(Assigned task): Please write out the stretch of the cybersecurity news roundup below from "Polish authorities estimate" through "the police raid.", word for word.

(Excerpt to read):

—————

This week’s cybersecurity and dark web news stories discuss Polish authorities arresting suspects in sim-swapping scheme, Operation Endgame targeting SocGholish, and the Russian intelligence services continue to target messaging apps.
Poland Arrests Four in SIM-Swapping Crypto Theft Ring
Poland’s Cybercrime Bureau (CBZC), working with the FBI and US Homeland Security Investigations, has arrested four members of an organised criminal group responsible for stealing millions of dollars in cryptocurrency through SIM-swapping attacks.
The group’s method was methodical: using specialised software and social engineering, suspects gained unauthorised access to the backend infrastructure of telecoms operators and hijacked employee email accounts. That access gave them the data they needed to illegally clone victims’ phone numbers, intercept SMS verification codes and email communications, and take over accounts at cryptocurrency exchanges. Stolen funds were then laundered through multiple bank accounts across several countries and digital wallets.
Polish authorities estimate laundered proceeds exceed tens of millions of złoty, equivalent to at least $5 million at current exchange rates, though investigators believe the true figure is significantly higher given the group’s scale of operation. All four suspects are in pre-trial detention and face charges including participation in an organised criminal group, unauthorised access to computer systems, and money laundering, carrying a maximum sentence of 25 years. On-chain investigator ZachXBT publicly identified one of the arrested suspects as Wojtek Kulisz, known online as “Merry,” based on images released from the police raid.
Operation Endgame Dismantles SocGholish
Law enforcement agencies from six countries and a coalition of private-sector partners have dealt a major blow to the infrastructure powering ransomware, financial fraud, and critical infrastructure attacks worldwide, taking down 326 servers, seizing 142 domains, recovering nearly 27 million stolen login credentials, and freezing over €41 million ($47 million) in criminal cryptocurrency.

—————

(Source information):
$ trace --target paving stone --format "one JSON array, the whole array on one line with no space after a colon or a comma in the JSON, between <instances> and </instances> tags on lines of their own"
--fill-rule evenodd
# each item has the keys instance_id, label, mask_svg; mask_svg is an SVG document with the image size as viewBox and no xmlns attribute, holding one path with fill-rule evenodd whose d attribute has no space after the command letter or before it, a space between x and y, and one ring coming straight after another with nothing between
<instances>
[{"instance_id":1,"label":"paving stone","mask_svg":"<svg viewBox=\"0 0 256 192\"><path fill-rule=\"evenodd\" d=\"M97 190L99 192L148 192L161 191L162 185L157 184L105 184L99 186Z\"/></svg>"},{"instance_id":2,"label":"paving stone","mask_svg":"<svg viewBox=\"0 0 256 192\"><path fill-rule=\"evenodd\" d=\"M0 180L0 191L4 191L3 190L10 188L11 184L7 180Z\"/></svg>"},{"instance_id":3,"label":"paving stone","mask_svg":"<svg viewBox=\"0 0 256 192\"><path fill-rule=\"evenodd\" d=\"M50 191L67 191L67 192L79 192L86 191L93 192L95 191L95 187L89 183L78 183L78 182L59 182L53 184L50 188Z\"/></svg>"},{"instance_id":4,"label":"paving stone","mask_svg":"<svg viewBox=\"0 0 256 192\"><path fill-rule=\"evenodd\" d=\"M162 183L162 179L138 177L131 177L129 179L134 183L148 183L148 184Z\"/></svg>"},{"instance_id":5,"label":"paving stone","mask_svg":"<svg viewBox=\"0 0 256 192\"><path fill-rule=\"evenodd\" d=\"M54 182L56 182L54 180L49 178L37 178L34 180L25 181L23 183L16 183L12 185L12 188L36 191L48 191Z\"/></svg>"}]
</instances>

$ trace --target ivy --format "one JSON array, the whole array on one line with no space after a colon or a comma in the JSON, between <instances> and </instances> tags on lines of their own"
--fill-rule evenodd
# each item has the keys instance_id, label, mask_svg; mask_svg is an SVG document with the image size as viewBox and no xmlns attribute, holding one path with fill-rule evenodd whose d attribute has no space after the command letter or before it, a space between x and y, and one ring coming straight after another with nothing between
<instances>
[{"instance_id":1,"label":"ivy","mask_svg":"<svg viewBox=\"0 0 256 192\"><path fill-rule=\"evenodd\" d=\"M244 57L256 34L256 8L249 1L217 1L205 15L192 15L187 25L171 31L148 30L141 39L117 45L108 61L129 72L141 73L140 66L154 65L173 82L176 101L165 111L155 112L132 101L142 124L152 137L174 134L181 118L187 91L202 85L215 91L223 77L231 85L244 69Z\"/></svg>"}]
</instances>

—————

(Response to the task):
Polish authorities estimate laundered proceeds exceed tens of millions of złoty, equivalent to at least $5 million at current exchange rates, though investigators believe the true figure is significantly higher given the group’s scale of operation. All four suspects are in pre-trial detention and face charges including participation in an organised criminal group, unauthorised access to computer systems, and money laundering, carrying a maximum sentence of 25 years. On-chain investigator ZachXBT publicly identified one of the arrested suspects as Wojtek Kulisz, known online as “Merry,” based on images released from the police raid.